◆ **Task instructions**:
The records should be written out in full, with nothing altered.

◆ **Given records**:
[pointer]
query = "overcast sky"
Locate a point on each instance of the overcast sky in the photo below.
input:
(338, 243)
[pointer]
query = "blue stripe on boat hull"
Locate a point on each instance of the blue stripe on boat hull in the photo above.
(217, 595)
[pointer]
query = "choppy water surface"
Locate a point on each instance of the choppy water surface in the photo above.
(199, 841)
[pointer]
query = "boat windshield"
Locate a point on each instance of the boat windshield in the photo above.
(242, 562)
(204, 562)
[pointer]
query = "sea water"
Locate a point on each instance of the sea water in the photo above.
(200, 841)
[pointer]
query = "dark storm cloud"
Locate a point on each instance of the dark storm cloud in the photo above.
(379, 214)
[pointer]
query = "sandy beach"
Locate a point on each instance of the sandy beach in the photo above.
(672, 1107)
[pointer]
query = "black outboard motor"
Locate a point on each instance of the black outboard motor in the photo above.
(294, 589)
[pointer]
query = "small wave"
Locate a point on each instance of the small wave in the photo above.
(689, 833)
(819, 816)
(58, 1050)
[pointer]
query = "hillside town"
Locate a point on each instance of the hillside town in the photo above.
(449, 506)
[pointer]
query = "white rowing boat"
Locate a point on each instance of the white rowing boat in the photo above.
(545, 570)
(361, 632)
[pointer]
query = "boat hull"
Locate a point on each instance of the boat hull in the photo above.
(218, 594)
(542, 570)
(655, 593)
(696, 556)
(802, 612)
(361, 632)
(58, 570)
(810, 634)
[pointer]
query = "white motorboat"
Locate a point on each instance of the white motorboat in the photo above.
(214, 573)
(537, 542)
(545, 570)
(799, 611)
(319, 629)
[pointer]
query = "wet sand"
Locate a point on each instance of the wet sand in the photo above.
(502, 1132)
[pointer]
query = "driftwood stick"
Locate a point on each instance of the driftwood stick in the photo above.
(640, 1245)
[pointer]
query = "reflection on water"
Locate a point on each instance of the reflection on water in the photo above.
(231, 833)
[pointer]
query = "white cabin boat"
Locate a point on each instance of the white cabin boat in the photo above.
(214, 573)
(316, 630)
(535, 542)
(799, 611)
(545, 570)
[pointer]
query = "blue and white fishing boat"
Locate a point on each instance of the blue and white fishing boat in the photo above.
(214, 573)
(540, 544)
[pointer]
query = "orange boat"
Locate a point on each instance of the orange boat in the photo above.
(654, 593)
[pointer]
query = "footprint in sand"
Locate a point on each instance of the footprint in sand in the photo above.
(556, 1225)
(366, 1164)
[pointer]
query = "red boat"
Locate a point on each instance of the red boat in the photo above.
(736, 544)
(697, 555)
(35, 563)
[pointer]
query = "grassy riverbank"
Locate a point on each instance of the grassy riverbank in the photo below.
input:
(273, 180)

◆ **Answer to the exercise**:
[pointer]
query = "overcast sky"
Locate a point on each instance of the overcast sky in the photo below.
input:
(338, 243)
[pointer]
query = "blue stripe on boat hull"
Locate a point on each instance of the blue stripe on boat hull in the photo above.
(217, 595)
[pointer]
query = "choppy water surface"
Locate a point on each instance of the choppy water surface in the photo above.
(199, 841)
[pointer]
query = "boat windshield"
Locate a point on each instance of the boat windshield in the photo above.
(242, 562)
(204, 562)
[pointer]
query = "sea water"
Locate a point on each instance of the sea water in the photo above.
(200, 841)
[pointer]
query = "dark storm cloud"
Locate a point on each instance of the dark storm cloud in the photo above.
(379, 214)
[pointer]
query = "sandy beach"
Locate a point on each instance of the sandy beach in the photo above.
(672, 1107)
[pointer]
query = "black outboard motor"
Locate a point on each instance of the black outboard motor in the photo above.
(294, 589)
[pointer]
query = "small wave"
Locate a point on each instance of the small wave in the photo above.
(689, 833)
(819, 816)
(58, 1050)
[pointer]
query = "hillside town"
Locate a point on each instance of the hillside town in the photo above.
(449, 506)
[pointer]
query = "white rowing boat"
Locate a point on each instance of the white rowing boat in the photo above.
(545, 570)
(361, 632)
[pointer]
query = "boat hull"
Locate a point on each instance of the boat hull in the photo above.
(218, 594)
(542, 570)
(655, 593)
(696, 556)
(802, 612)
(361, 632)
(58, 570)
(810, 634)
[pointer]
query = "white motorboat"
Locate a point on each instance of the white motorboat in the photo above.
(214, 573)
(537, 542)
(545, 570)
(799, 611)
(319, 629)
[pointer]
query = "wet sand"
Locate a point on each instance of the wet sand in the photo above.
(502, 1132)
[pointer]
query = "driftwood stick"
Locate a point on each instance of the driftwood stick in the photo above.
(640, 1245)
[pointer]
query = "reflection on water"
Locate a point on each instance of the reflection on water in the photo above.
(231, 833)
[pointer]
query = "white cabin boat"
Locate a point on each instance of the white cabin boat in the photo above.
(214, 573)
(316, 630)
(535, 542)
(799, 611)
(545, 570)
[pointer]
query = "blue and white fishing boat"
Locate a point on each instance of the blue and white fishing boat in the photo above.
(214, 573)
(540, 544)
[pointer]
query = "orange boat"
Locate a point on each instance of the orange boat in the photo above.
(654, 593)
[pointer]
query = "footprint in sand"
Locate a point on each instance of the footprint in sand in the photo above.
(556, 1225)
(366, 1164)
[pointer]
query = "red boat"
Locate a point on each instance of the red boat in the photo above.
(736, 544)
(697, 555)
(35, 563)
[pointer]
query = "grassy riverbank"
Locate a point on each instance of the grassy riverbank in the photo below.
input:
(273, 180)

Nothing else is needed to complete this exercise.